Extracted text →
*-*-*

Did you read what I said about heads and cams?

 

I've actually RUN those works cams in engines, and they neither the heads nor the cams appear to make anything like the figures claimed. I mean, SAH claimed 90bhp for their engine.

In reality it was no more than about 81, which of course would be SAME HEAD as the one you just quoted power figures on.....

 

It reminds me of the story of the Cosworth BDR.

To sell it they announced it had "150bhp" ....in reality when they came to drop it in the ltd edition Caterham series it only had 135.

That's a proper 16V race developed engine.

 

When I measured it,- it had all in, no more than 130.

Link to comment
Share on other sites

  • 3 weeks later...

Coming back to our nice little 1147cc engine stuff after a break of some weeks.....

 

This arrived yesterday.....looked superficially quite ok, especially being as it was according to the manufacturer "the last one left in the world".

Being as it must be the one, a certain Mr Field advertises for £200 (2008 price) it all adds up, as I paid 200USD for it in 2013.

There aren't any more, but that's never going to worry Triumph traders is it?

 

(I guess there can't be a gigantic demand for weber inlet manifolds for a 6 port 1200 Spitfire/Herald engine can there). so I got to work on it this evening.

 

It illustrates several very valid points all over again.

You will see at the end.

 

Here is how it appeared in its box from its long journey from America....sure was a long way to come to find its way to my workshop!

 

1147_752a.jpg

 

And the manifold-weber face:-

 

That's looking already a bit "iffy" without looking much further.

 

1147_751a.jpg

 

next start holding it all up to the fading remains of daylight:-

 

here goes:-

 

1147_750a.jpg

 

1147_748a.jpg

 

1147_747a.jpg

 

That's pretty darn rough if you ask me, so time to get out the carbide grinder and the WD40.

Link to comment
Share on other sites

I started by seeing how much space there was for the little inlet valve I was using to go down that manifold.

It just about fitted around the corner half way down the manifold.

 

Here it is at the weber end and the head end....so somewherez down there, some'at's not right...

*-*-*

Data shown →

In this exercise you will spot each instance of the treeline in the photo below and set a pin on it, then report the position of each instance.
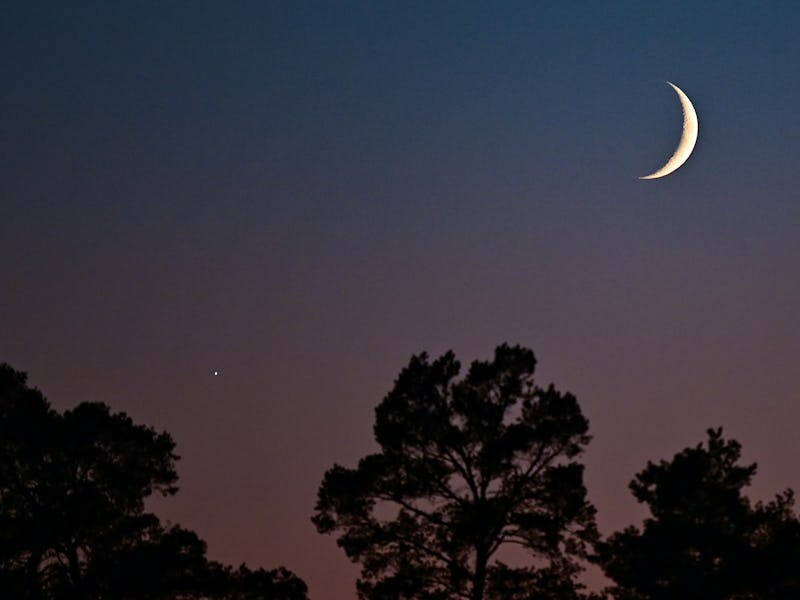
(468, 464)
(73, 524)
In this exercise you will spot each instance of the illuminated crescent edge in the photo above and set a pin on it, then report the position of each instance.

*-*-*

Aim 1 →
Answer these about the forum post on the 1147cc engine:
(a) What power figure did SAH claim for their engine?
(b) How much did the writer pay for the weber inlet manifold, and in what year?
(c) What did the writer get out after judging the manifold pretty rough?
Aim 2 →
Duplicate the part of the forum post on the 1147cc engine between "When I measured" and "it in 2013.", inclusive.
Aim 3 →
Pick up the forum post about the 1147cc engine's weber inlet manifold and continue it from its last sentence.
The data shown is separate material, unrelated to the forum post about the 1147cc engine.

Expected answer 1 →
(a) 90bhp
(b) 200USD, in 2013
(c) The carbide grinder and the WD40

Expected answer 2 →
When I measured it,- it had all in, no more than 130.

Link to comment
Share on other sites

  • 3 weeks later...

Coming back to our nice little 1147cc engine stuff after a break of some weeks.....

 

This arrived yesterday.....looked superficially quite ok, especially being as it was according to the manufacturer "the last one left in the world".

Being as it must be the one, a certain Mr Field advertises for £200 (2008 price) it all adds up, as I paid 200USD for it in 2013.

Expected answer 3 →
1147_766a.jpg

 

1147_762a.jpg

 

Now we all know how awkward it is to straighten out stuff when it's half way down a piece of pipe, so I had to go in there with the long nasty carbide cutter, which has had so many "life crisis" that the thing has a shank some 3" shorter than the way it originally started. Perfect for some ports, but they had better not be too long any more...

 

After a lot of fooling around trying to get a decent radius half way down without a whopping great flat, here it is....

 

1147_775a.jpg

 

1147_776a.jpg

 

Understandably I was now quite pleased with myself, especially as now you could fit a TR6 valve around the radius rather than struggling to get a Herald through it, while it kept the original cross sectional area at both ends. (good test)

 

1147_778a.jpg

Link to comment
Share on other sites

Oddly enough I've seen some really nice gains in torque doing this kind of stuff,and it pays so much better per hr than doing heads, I wonder why I don't give up heads and just spend time modifying people's manifolds?

 

So far I have yet to see an aftermarket Triumph manifold that was really any good, bit like aftermarket EFI really.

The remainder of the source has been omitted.